• Article
##############################

WASHINGTON — Secretary of State Marco Rubio stood silent and stone-faced behind Donald Trump on Wednesday as the president joked of passing the buck if his deal with Iran, under increasingly withering criticism and scrutiny, ultimately falls apart.
The blame, Trump said, would likely fall on his vice president, JD Vance, who led the negotiations toward a memorandum of understanding with Iran and will sign the agreement this week in Switzerland — a ceremony that will generate indelible images for a politician openly considering a run for the White House.
The controversial diplomatic breakthrough poses a quandary for Vance, whose aides see Rubio as his most viable challenger for the Republican presidential nomination should the secretary choose to run.
“If it works out, I’m going to take the credit,” Trump said of the Iran deal, with Rubio by his side.
“If it doesn’t work out, I’m blaming JD,” he joked. “You better be careful, JD!”
Silent secretary
Rubio, who also serves as the president’s national security advisor, has remained effectively mum since news of a preliminary peace deal was announced by the administration on Sunday.
His absence has drawn notice across foreign policy circles — not only because Rubio has served as chief architect of the administration’s global strategy thus far, but also because he has become one of the president’s most effective communicators, both at home and abroad.
By contrast, Vance, on a scheduled press tour promoting his new book, has emerged as the face of an agreement that appears to be fracturing a Republican Party already divided over America’s role in the world.
The administration’s internal divide over Iran extends beyond the war to broader U.S. support for its historic allies, including Israel in the Middle East, Canada and Mexico in this hemisphere, and Ukraine and Europe against a revanchist Russia.
“Rubio has always been a hawk on Iran, and Vance has always been an appeaser,” said Danielle Pletka, a senior fellow at the American Enterprise Institute, describing the vice president as positioning himself “as Trump without the flaws.”

##############################

• Available data
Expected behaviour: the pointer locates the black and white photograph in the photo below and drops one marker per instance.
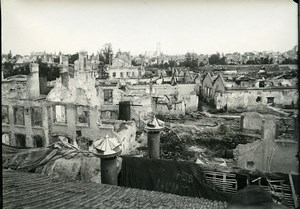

##############################

• Tasks to carry out
1. According to the article on the Iran deal, why has Rubio's silence drawn notice across foreign policy circles? Answer in one to three sentences.
2. In the article on the Iran deal, where will Vance sign the agreement this week?
3. Reproduce the passage of the article on the Iran deal that begins at the words "The controversial diplomatic" and stops after "home and abroad.".

• Responses to the tasks
1. Rubio's silence stands out because he has been the chief architect of the administration's global strategy so far. He has also become one of the president's most effective communicators, both at home and abroad.

2. In Switzerland.

3.
The controversial diplomatic breakthrough poses a quandary for Vance, whose aides see Rubio as his most viable challenger for the Republican presidential nomination should the secretary choose to run.
“If it works out, I’m going to take the credit,” Trump said of the Iran deal, with Rubio by his side.
“If it doesn’t work out, I’m blaming JD,” he joked. “You better be careful, JD!”
Silent secretary
Rubio, who also serves as the president’s national security advisor, has remained effectively mum since news of a preliminary peace deal was announced by the administration on Sunday.
His absence has drawn notice across foreign policy circles — not only because Rubio has served as chief architect of the administration’s global strategy thus far, but also because he has become one of the president’s most effective communicators, both at home and abroad.